> [TASK BRIEF]: Start the copy at the line containing "Could you please point out the eyeglasses" and run it through the last line of the records. Repeat each line exactly; omit pictures.

---+---

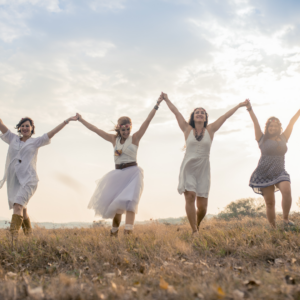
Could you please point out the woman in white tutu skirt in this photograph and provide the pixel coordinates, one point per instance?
(120, 190)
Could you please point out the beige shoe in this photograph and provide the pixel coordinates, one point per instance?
(15, 225)
(114, 234)
(26, 226)
(127, 231)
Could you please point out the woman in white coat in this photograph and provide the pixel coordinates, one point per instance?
(20, 168)
(194, 177)
(120, 190)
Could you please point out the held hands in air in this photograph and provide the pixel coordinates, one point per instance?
(160, 98)
(245, 103)
(75, 118)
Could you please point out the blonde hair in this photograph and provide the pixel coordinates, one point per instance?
(122, 121)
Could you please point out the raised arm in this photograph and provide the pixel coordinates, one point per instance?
(107, 136)
(139, 134)
(287, 133)
(3, 128)
(215, 126)
(58, 128)
(257, 129)
(183, 124)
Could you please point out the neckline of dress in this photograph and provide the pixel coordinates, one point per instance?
(192, 131)
(125, 140)
(23, 141)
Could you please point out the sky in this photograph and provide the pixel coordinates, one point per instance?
(107, 59)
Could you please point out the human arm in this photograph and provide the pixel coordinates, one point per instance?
(215, 126)
(60, 127)
(183, 124)
(139, 134)
(3, 128)
(107, 136)
(287, 133)
(257, 129)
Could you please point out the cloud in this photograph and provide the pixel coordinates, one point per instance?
(70, 182)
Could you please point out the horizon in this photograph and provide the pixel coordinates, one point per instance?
(105, 60)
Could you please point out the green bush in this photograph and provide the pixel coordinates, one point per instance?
(250, 207)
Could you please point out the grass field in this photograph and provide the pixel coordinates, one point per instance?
(240, 259)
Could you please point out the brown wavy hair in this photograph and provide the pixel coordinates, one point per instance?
(269, 121)
(23, 120)
(122, 121)
(192, 121)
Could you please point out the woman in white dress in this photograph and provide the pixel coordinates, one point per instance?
(120, 190)
(20, 168)
(194, 177)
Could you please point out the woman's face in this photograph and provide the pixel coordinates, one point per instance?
(199, 115)
(274, 128)
(26, 129)
(125, 131)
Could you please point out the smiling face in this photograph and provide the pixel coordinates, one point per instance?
(125, 130)
(274, 128)
(26, 129)
(200, 115)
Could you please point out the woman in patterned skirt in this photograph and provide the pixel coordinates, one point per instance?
(270, 175)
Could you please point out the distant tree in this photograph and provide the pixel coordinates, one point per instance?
(250, 207)
(298, 202)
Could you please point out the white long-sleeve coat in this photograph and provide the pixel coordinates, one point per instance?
(20, 168)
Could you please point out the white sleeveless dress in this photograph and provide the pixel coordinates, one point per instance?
(119, 190)
(195, 169)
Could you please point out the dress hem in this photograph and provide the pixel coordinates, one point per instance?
(197, 195)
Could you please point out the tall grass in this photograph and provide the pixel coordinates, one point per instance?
(229, 260)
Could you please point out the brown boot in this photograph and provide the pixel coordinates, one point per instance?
(114, 234)
(15, 225)
(126, 232)
(26, 226)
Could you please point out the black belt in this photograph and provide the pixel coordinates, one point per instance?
(123, 166)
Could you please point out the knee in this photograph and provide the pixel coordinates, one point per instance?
(190, 197)
(18, 208)
(202, 207)
(270, 203)
(286, 194)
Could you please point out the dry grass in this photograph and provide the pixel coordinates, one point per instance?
(156, 262)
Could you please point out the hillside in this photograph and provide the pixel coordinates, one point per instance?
(228, 260)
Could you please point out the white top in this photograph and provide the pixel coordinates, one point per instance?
(22, 157)
(129, 151)
(195, 169)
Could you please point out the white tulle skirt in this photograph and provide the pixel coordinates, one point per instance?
(117, 192)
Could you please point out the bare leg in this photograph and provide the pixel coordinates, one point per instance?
(190, 209)
(201, 209)
(130, 216)
(25, 214)
(117, 220)
(269, 197)
(285, 189)
(18, 209)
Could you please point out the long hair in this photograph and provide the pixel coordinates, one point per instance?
(192, 121)
(268, 123)
(121, 121)
(23, 120)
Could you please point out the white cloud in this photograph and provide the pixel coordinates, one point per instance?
(111, 5)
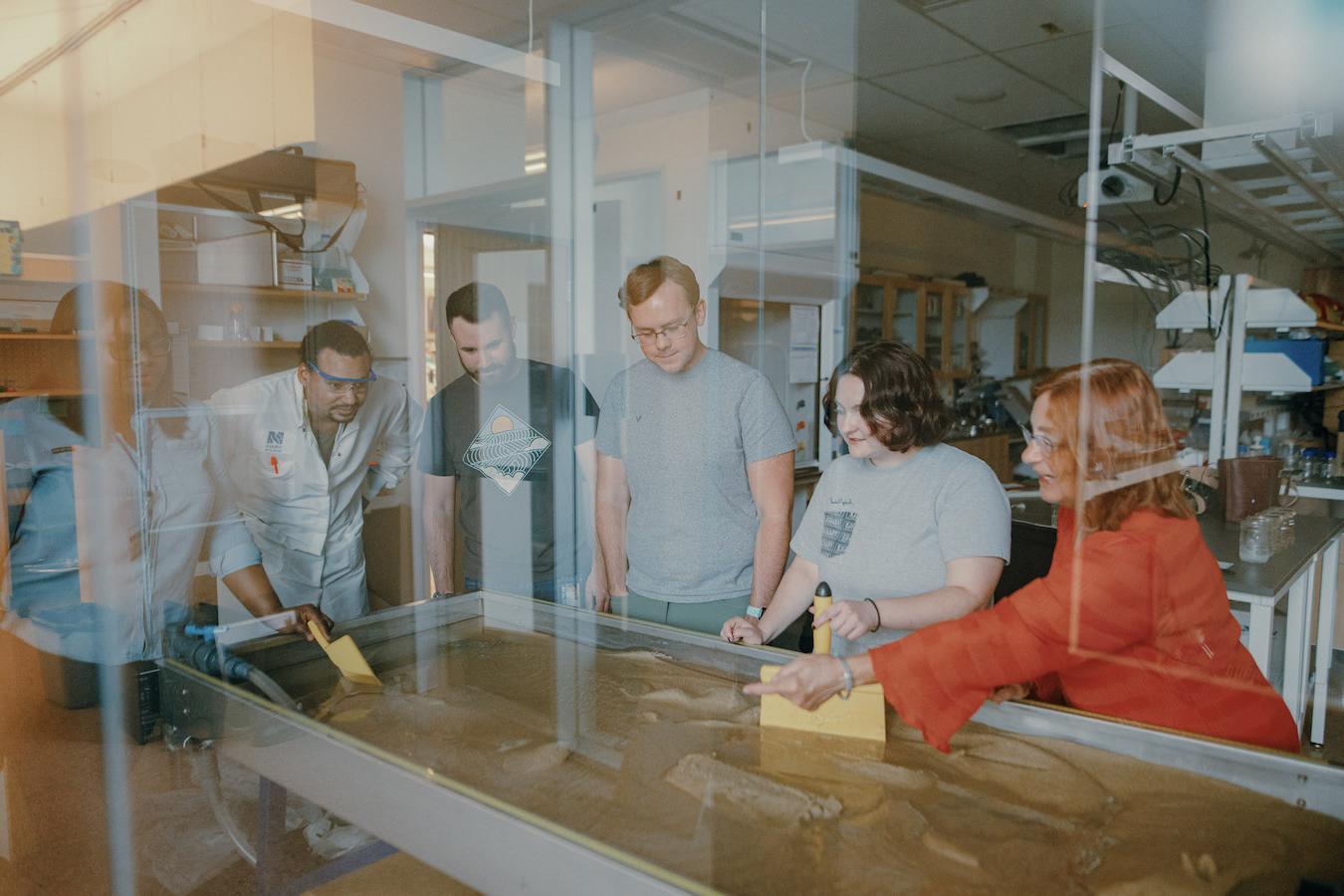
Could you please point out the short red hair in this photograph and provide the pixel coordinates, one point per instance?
(644, 280)
(1126, 433)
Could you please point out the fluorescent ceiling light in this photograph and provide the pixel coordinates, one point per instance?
(421, 35)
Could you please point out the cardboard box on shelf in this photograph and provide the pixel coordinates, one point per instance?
(1327, 281)
(1331, 411)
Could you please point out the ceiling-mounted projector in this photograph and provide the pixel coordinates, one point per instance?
(1116, 187)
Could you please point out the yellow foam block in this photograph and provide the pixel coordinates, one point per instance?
(863, 715)
(346, 657)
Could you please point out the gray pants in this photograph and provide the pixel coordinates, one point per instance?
(706, 617)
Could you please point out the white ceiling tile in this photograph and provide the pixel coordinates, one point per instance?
(682, 46)
(786, 80)
(1183, 24)
(793, 27)
(894, 38)
(1145, 51)
(998, 24)
(620, 82)
(940, 88)
(886, 117)
(970, 148)
(833, 105)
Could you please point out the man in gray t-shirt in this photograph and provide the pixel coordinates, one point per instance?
(695, 468)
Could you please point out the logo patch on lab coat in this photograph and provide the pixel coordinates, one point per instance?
(275, 442)
(506, 449)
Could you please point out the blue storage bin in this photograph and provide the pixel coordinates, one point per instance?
(1308, 353)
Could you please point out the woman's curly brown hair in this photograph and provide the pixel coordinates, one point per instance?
(901, 399)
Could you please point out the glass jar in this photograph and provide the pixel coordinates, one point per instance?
(1277, 528)
(1255, 543)
(1310, 466)
(1287, 527)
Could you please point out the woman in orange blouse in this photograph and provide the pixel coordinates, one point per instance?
(1132, 619)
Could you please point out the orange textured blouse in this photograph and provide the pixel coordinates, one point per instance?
(1149, 638)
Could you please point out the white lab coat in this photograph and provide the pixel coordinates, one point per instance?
(307, 518)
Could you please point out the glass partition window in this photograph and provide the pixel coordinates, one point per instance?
(486, 392)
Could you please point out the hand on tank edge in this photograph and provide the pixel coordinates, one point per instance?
(303, 614)
(1010, 692)
(848, 618)
(742, 630)
(808, 681)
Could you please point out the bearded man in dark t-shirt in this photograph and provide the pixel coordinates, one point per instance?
(506, 454)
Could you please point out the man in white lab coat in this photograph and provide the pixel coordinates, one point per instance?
(306, 448)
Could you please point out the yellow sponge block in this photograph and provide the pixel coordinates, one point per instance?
(863, 715)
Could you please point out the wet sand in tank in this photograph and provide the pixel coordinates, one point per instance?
(668, 765)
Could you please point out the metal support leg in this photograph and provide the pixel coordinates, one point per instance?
(1325, 639)
(1262, 634)
(271, 833)
(1297, 641)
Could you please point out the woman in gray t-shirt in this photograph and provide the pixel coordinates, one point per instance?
(906, 531)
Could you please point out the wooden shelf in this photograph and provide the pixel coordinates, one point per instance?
(265, 292)
(215, 342)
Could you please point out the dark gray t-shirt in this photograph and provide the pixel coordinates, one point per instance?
(511, 448)
(686, 441)
(889, 533)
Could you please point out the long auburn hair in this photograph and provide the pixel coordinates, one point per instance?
(1126, 434)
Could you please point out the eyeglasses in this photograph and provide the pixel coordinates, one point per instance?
(1041, 443)
(672, 331)
(342, 383)
(154, 346)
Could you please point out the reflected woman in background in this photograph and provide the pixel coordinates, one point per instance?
(1132, 619)
(906, 531)
(113, 496)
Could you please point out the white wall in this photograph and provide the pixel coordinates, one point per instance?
(123, 114)
(359, 118)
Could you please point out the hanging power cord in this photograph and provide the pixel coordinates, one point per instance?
(203, 654)
(206, 765)
(802, 97)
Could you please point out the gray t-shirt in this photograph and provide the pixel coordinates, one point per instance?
(890, 533)
(686, 441)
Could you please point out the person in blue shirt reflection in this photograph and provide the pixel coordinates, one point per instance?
(113, 496)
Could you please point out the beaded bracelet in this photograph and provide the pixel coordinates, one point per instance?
(875, 610)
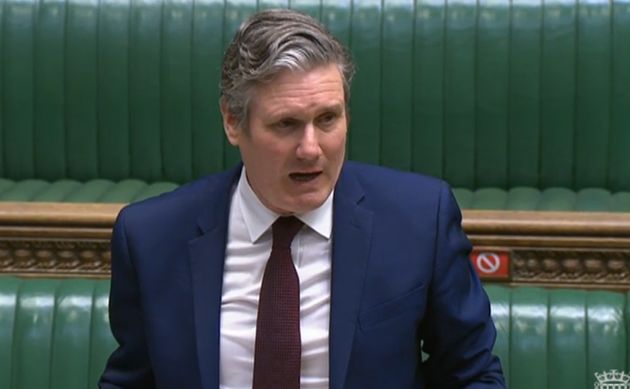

---+---

> [WRITTEN ANSWER]:
Could you please point out the eyeglasses in this photograph and provide the pixel coordinates, one point per instance?
(1041, 443)
(672, 331)
(342, 383)
(154, 346)
Could you please point out the reflected woman in background in this photograph and provide the pixel coordinates, one point per instance?
(1132, 619)
(906, 531)
(113, 496)
Could you please point out the white wall in this photograph and provide the pixel coordinates, one point per instance?
(123, 114)
(359, 118)
Could you please point out the hanging power cord in this photograph and provide the pixel coordinates, one point per instance?
(203, 654)
(206, 765)
(802, 97)
Could you please point out the gray t-shirt in this photograph and provide the pixel coordinates, one point per instance?
(890, 533)
(686, 441)
Could you please point out the person in blue shirt reflection in this photograph and provide the pixel coordinates, one point per instance?
(113, 496)
Could you please point out the beaded bracelet in this photograph and provide the pixel coordinates, one point per instance?
(875, 610)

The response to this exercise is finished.